(Position annotation records)
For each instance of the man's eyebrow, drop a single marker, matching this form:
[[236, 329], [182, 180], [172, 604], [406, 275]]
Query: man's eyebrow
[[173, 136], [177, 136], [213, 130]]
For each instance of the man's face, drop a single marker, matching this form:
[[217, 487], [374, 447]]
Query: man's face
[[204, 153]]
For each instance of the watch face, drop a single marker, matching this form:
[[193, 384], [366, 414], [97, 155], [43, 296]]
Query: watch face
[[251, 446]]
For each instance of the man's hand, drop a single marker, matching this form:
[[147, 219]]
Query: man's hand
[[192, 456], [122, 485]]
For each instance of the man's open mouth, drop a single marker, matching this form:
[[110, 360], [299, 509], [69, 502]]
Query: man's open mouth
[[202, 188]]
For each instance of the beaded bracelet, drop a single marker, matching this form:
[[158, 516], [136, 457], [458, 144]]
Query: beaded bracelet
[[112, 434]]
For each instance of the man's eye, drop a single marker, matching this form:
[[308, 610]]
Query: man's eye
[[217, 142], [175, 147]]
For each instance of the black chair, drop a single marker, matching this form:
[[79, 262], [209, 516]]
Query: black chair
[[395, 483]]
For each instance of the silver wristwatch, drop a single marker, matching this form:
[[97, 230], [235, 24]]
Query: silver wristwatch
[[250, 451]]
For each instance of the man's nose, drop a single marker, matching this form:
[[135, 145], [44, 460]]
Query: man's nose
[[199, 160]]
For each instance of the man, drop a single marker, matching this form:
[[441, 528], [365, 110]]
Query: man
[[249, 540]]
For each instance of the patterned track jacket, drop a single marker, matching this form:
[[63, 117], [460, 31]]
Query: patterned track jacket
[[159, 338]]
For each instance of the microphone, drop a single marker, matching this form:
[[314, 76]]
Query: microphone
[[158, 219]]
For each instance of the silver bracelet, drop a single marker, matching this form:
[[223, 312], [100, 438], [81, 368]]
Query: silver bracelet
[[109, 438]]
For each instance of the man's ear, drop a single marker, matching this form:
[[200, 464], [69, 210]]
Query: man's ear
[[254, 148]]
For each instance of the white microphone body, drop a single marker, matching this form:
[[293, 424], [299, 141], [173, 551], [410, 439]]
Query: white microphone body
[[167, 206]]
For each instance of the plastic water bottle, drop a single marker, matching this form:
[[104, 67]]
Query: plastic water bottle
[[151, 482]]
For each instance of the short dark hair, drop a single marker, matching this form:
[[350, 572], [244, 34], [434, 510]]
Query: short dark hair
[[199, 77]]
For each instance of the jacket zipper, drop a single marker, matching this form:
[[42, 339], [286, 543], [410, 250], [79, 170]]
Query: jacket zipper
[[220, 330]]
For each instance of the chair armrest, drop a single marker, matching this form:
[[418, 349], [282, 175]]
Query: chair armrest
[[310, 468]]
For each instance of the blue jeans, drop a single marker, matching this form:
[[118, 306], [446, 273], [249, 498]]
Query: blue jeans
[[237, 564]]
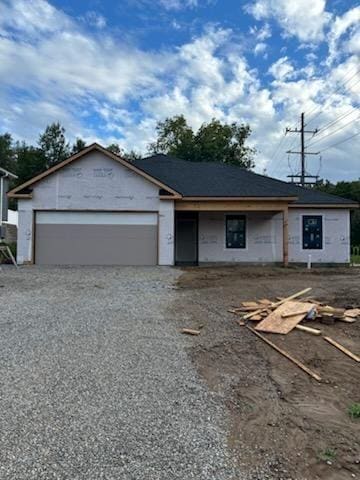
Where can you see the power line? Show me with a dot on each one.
(332, 133)
(337, 119)
(317, 107)
(344, 82)
(339, 143)
(303, 176)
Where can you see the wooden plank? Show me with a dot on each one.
(265, 301)
(293, 314)
(352, 313)
(280, 302)
(313, 331)
(250, 304)
(329, 309)
(190, 331)
(275, 323)
(287, 355)
(347, 319)
(342, 348)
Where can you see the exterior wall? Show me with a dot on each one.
(336, 236)
(96, 182)
(263, 238)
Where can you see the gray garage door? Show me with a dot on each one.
(96, 238)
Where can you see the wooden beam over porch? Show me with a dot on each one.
(231, 205)
(286, 237)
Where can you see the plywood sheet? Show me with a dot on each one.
(275, 323)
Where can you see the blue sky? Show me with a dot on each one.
(110, 70)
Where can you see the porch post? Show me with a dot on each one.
(286, 236)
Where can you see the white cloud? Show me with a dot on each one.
(95, 19)
(178, 4)
(105, 90)
(262, 33)
(304, 19)
(34, 17)
(349, 21)
(260, 48)
(281, 69)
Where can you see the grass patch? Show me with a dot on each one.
(327, 455)
(354, 410)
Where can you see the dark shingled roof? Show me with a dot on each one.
(212, 179)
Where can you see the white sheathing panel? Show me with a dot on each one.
(96, 218)
(336, 236)
(96, 182)
(25, 229)
(263, 238)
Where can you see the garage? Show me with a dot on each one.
(96, 238)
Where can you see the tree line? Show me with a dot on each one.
(214, 141)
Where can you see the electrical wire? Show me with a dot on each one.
(314, 109)
(339, 143)
(332, 133)
(337, 119)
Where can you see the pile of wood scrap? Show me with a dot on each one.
(283, 315)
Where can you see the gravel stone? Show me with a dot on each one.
(95, 381)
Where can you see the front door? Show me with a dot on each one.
(186, 238)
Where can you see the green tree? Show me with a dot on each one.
(78, 146)
(53, 143)
(213, 142)
(349, 190)
(130, 156)
(30, 161)
(7, 159)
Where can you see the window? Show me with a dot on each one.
(235, 231)
(312, 232)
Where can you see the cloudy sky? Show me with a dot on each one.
(108, 70)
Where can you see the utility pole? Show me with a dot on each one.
(302, 177)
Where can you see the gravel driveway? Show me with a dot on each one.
(95, 382)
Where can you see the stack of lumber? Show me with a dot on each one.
(283, 315)
(289, 313)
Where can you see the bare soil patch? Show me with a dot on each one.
(284, 424)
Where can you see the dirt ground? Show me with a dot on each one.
(284, 424)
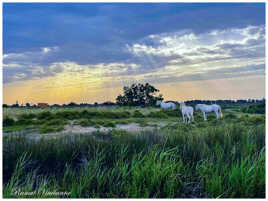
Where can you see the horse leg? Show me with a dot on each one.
(189, 118)
(204, 114)
(217, 114)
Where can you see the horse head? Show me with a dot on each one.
(158, 102)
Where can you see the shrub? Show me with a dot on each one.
(86, 123)
(27, 116)
(44, 115)
(137, 114)
(159, 114)
(8, 122)
(24, 122)
(256, 120)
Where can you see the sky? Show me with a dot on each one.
(86, 52)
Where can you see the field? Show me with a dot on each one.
(132, 152)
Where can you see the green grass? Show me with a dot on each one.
(215, 159)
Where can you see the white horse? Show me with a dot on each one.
(166, 105)
(209, 108)
(187, 111)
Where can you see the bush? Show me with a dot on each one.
(256, 120)
(137, 114)
(44, 115)
(159, 114)
(86, 123)
(27, 116)
(8, 122)
(70, 115)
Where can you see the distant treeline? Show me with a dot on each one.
(190, 102)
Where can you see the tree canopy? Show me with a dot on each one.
(139, 95)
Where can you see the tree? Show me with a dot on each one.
(139, 95)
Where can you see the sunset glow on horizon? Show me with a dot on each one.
(86, 53)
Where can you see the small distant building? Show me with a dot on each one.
(42, 105)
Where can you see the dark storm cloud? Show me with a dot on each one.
(91, 33)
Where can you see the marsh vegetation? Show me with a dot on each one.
(216, 158)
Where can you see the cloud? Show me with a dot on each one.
(183, 52)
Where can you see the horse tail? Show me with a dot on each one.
(220, 112)
(193, 117)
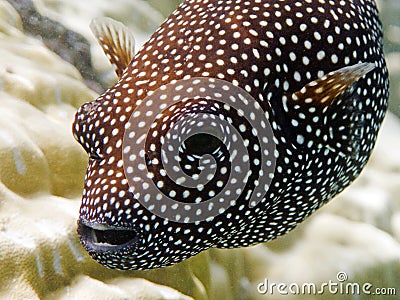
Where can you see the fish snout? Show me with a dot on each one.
(100, 238)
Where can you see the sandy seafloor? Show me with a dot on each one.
(41, 175)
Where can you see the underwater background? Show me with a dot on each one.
(50, 64)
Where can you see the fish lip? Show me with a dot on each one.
(94, 236)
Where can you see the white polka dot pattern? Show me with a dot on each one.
(317, 71)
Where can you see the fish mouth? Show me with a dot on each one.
(97, 237)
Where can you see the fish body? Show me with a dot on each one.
(313, 70)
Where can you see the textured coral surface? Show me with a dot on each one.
(41, 176)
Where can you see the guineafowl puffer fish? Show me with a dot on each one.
(233, 123)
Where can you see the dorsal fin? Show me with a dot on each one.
(116, 40)
(327, 112)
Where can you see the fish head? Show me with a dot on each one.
(230, 126)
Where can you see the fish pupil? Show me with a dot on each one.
(202, 143)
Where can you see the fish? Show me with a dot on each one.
(231, 125)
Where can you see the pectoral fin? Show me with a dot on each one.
(327, 112)
(116, 40)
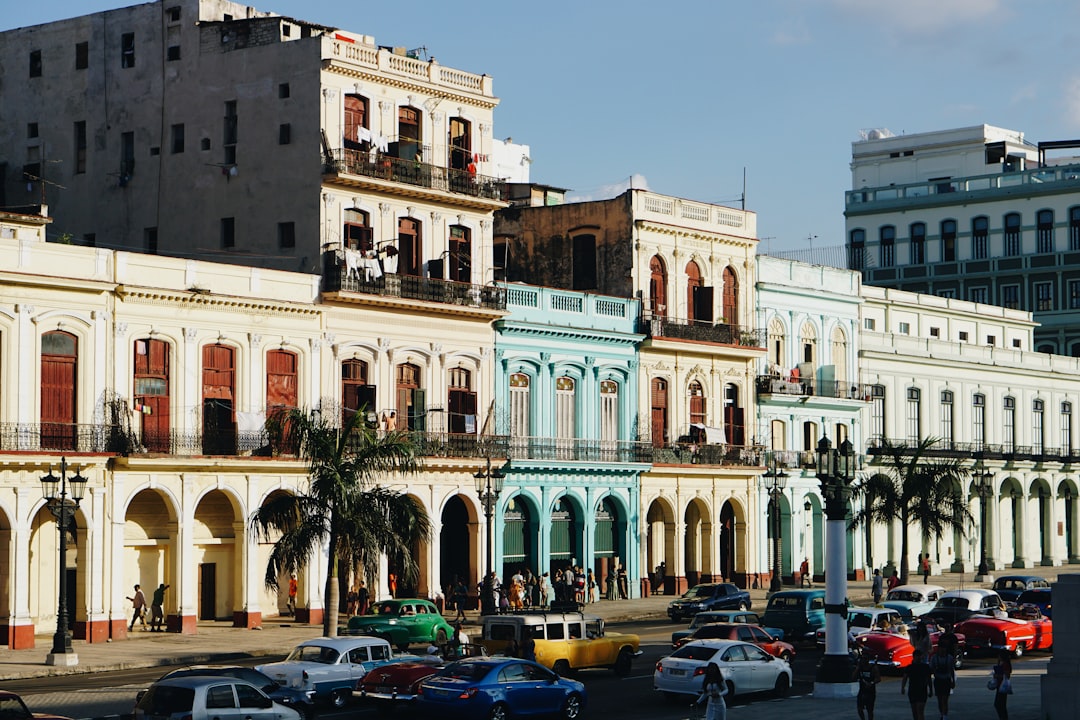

▶ _Instructions for the task_:
Copy out the entire listing, replacing every "drop a single marker" with "place one point" and keeping everything else the same. Leave the pictures out.

▶ _Output below_:
For each instance of the man's eyebrow, place one point, matching this form:
[[236, 329], [182, 180], [172, 604], [406, 275]]
Query: man's eyebrow
[[173, 136], [177, 136], [213, 130]]
For each instance of the man's face, place one point, matching this form:
[[217, 487], [374, 447]]
Query: man's face
[[204, 153]]
For each instance of the watch face, place one point, matching this form:
[[193, 384], [366, 414], [97, 155], [43, 296]]
Query: watch face
[[251, 446]]
For each instance of the man's hand, place one point, matching this form:
[[147, 219]]
Query: man's hand
[[192, 456], [122, 485]]
For each instance of the man's open mouth, place one point, matching this form:
[[110, 360], [299, 509], [69, 502]]
Query: man's open mouth
[[202, 188]]
For each instance of the beaded bracelet, place one point, matching this form:
[[158, 516], [136, 457], [458, 144]]
Query: beaded bracelet
[[112, 434]]
For each instance of the man's eye, place one point, matching this form:
[[308, 610]]
Query: man's eye
[[217, 142], [175, 147]]
For each instance of the black chair, place one point, matching this form:
[[79, 262], [209, 516]]
Query: black chair
[[395, 483]]
For each instance of the silver wristwatch, place one point, matching this form:
[[97, 230], [235, 24]]
Query: silver wristwatch
[[250, 451]]
For each instance of the man's nose, place one point, matching this form:
[[135, 145], [44, 460]]
Query: man's nose
[[199, 160]]
For each instance of the man, place one point, matching this form:
[[441, 528], [365, 110]]
Query: man
[[249, 540]]
For each instance of the patterned track jacket, place one point, matching this form:
[[63, 117], [460, 31]]
Query: patterned track jacket
[[159, 338]]
For each instance of the microphone, place one point, matching this form:
[[314, 76]]
Query: microphone
[[158, 219]]
For each instance of the silver bracelet, place one point, matching this form:
[[223, 312], [100, 438], [81, 368]]
Query: silver bracelet
[[109, 438]]
For each instance of the man's ear, place one point, matching this form:
[[200, 464], [69, 210]]
Query: man's ear
[[254, 148]]
For each instance of the white microphone body, place one point, matching this form:
[[293, 424], [299, 141], [173, 551], [410, 439]]
Query: white microphone body
[[167, 206]]
For each instance of the plastic water bottle, place one point, matching this form:
[[104, 67]]
Query: plastic water bottle
[[151, 482]]
For each instance of the short dark hair, place one point, matching this form:
[[350, 572], [244, 34], [434, 510]]
Query: short dark hair
[[199, 77]]
For each instance of the jacket zipper, place one point, matching this form:
[[42, 339], [286, 543], [410, 250], [79, 170]]
Query: jacket zipper
[[220, 330]]
For each instance of the chair armrest, place one point, matching this form:
[[418, 349], [282, 175]]
Query: chair armrest
[[310, 468]]
For each instance of the blue jeans, place one point, matching this form:
[[118, 306], [446, 273], [249, 498]]
Query: blue jeans
[[237, 564]]
Where can you see the power line? Show me with a dot on each one.
(332, 133)
(337, 119)
(317, 107)
(344, 82)
(339, 143)
(303, 176)
Where can you see the wooden plank? Show me with a dot on each one.
(265, 301)
(293, 314)
(352, 313)
(280, 302)
(313, 331)
(250, 304)
(329, 309)
(190, 331)
(275, 323)
(287, 355)
(347, 319)
(342, 348)
Where can you see the exterior wall? Show me with a dot on each one.
(336, 236)
(96, 182)
(263, 238)
Where can you see the gray garage door? Show me with a dot on each one.
(96, 238)
Where can you see the wooden beam over porch? Show me with a dot on each one.
(231, 205)
(286, 237)
Where can you see the plywood sheet? Show me with a dot on each one.
(275, 323)
Where can you see the blue sky? Show me with a dot on each one.
(110, 70)
Where can you see the porch post? Show me with a dot on each one.
(286, 236)
Where can you see the white cloud? Show me with a dot on each one.
(95, 19)
(178, 4)
(105, 90)
(262, 33)
(304, 19)
(34, 17)
(349, 21)
(260, 48)
(281, 69)
Where can you see the grass patch? Show me with a dot on each one.
(327, 455)
(354, 410)
Where can you see the dark shingled roof? Show me with a dot on each one.
(212, 179)
Where can you see the white sheathing panel? Show me with a dot on each one.
(96, 218)
(336, 236)
(96, 182)
(25, 229)
(263, 238)
Where can you see the garage? Show me with a dot on each one.
(96, 238)
Where can you see the tree line? Show me with a dot on each one.
(214, 141)
Where can you see the electrical wire? Show me with a dot on each one.
(314, 109)
(339, 143)
(332, 133)
(337, 119)
Where can you see the pile of wood scrap? Show me with a dot on each one.
(283, 315)
Where can you see the gravel stone? Show me with a dot on each one.
(95, 381)
Where can you see the front door? Show me with a dot on each one.
(186, 238)
Where can you see the green tree? Show me with a dot on each one.
(78, 146)
(53, 143)
(213, 142)
(349, 190)
(130, 156)
(30, 161)
(7, 159)
Where can you see the window? Show me with a dot on each one.
(235, 231)
(312, 232)
Where can you see the cloudy sky? Show me with a dot on each one.
(108, 70)
Where can you see the utility pole? Show me with a dot on each one.
(302, 177)
Where can you see the gravel driveway? Show me with a dot on each one.
(95, 382)
Where can you see the stack of lumber? Show me with a dot on each one.
(283, 315)
(289, 313)
Where can you see the bare soil patch? Show me with a dot on each one.
(284, 424)
Where can you see the dirt ground? Show me with a dot on each one.
(284, 424)
Where can you see the horse leg? Show me with a dot on each one.
(189, 118)
(204, 114)
(217, 114)
Where can you see the horse head? Show me with a dot on each one.
(158, 102)
Where can you see the shrub? Show me with a dot on each one.
(86, 123)
(27, 116)
(44, 115)
(137, 114)
(159, 114)
(8, 122)
(24, 122)
(256, 120)
Where can you see the sky? Show me with a dot on each one.
(86, 52)
Where can you see the field? Show me with a dot on each one.
(132, 152)
Where can you see the green grass? Show me with a dot on each one.
(215, 159)
Where can you see the white horse? Show me with a dot on each one.
(166, 105)
(209, 108)
(187, 111)
Where can you see the bush? Show me with a dot on each one.
(256, 120)
(137, 114)
(44, 115)
(159, 114)
(86, 123)
(27, 116)
(8, 122)
(70, 115)
Where can you see the distant treeline? Show me with a dot on each one.
(190, 102)
Where can you see the tree canopy? Show me with a dot on each one.
(139, 95)
Where can you see the tree? Show me with a dot on each one.
(139, 95)
Where can you see the sunset glow on horizon? Show me with a dot on each one.
(86, 53)
Where can you see the small distant building? Show me with a dot on each one.
(42, 105)
Where can you see the dark storm cloud? Show me with a dot on each one.
(91, 33)
Where can you see the marsh vegetation? Show me with a dot on each one.
(216, 158)
Where can you see the cloud? Show me with a dot on each one.
(183, 52)
Where can you see the horse tail? Show me with a dot on each one.
(220, 112)
(193, 117)
Where can you see the fish snout? Show me with a dot on each one.
(100, 238)
Where can you see the sandy seafloor? Show me with a dot on each one.
(41, 175)
Where can you see the underwater background? Show me with a dot on each one.
(50, 64)
Where can you see the fish lip? Show me with a dot on each one.
(94, 236)
Where can you see the white polka dot pattern? Show me with a dot on each one.
(317, 71)
Where can you see the fish mouth? Show me with a dot on each one.
(97, 237)
Where can you see the fish body? Show me with a dot on each one.
(313, 70)
Where can you see the textured coral surface? Show me with a dot on each one.
(41, 176)
Where can you see the guineafowl puffer fish? Show me with a dot on each one.
(233, 123)
Where can you see the dorsal fin? Show me with a dot on each one.
(116, 40)
(327, 112)
Where can you see the fish head? Show me with a dot on each one.
(230, 126)
Where can you see the fish pupil? Show me with a dot on each one.
(202, 143)
Where can you see the fish? Show me with a dot on each one.
(231, 125)
Where can you see the pectoral fin? Show me with a dot on each one.
(327, 112)
(116, 40)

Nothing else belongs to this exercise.